**Exercício escrito:** Digite novamente todas as entradas abaixo, linha por linha, sem alterar nenhum caractere.

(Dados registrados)
-*-

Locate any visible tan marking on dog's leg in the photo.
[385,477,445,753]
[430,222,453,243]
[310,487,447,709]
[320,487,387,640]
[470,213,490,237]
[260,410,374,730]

-*-

**Resultado da tarefa:**
Locate any visible tan marking on dog's leg in the photo.
[385,477,445,753]
[430,222,453,243]
[310,487,447,709]
[320,487,387,640]
[470,213,490,237]
[260,410,374,730]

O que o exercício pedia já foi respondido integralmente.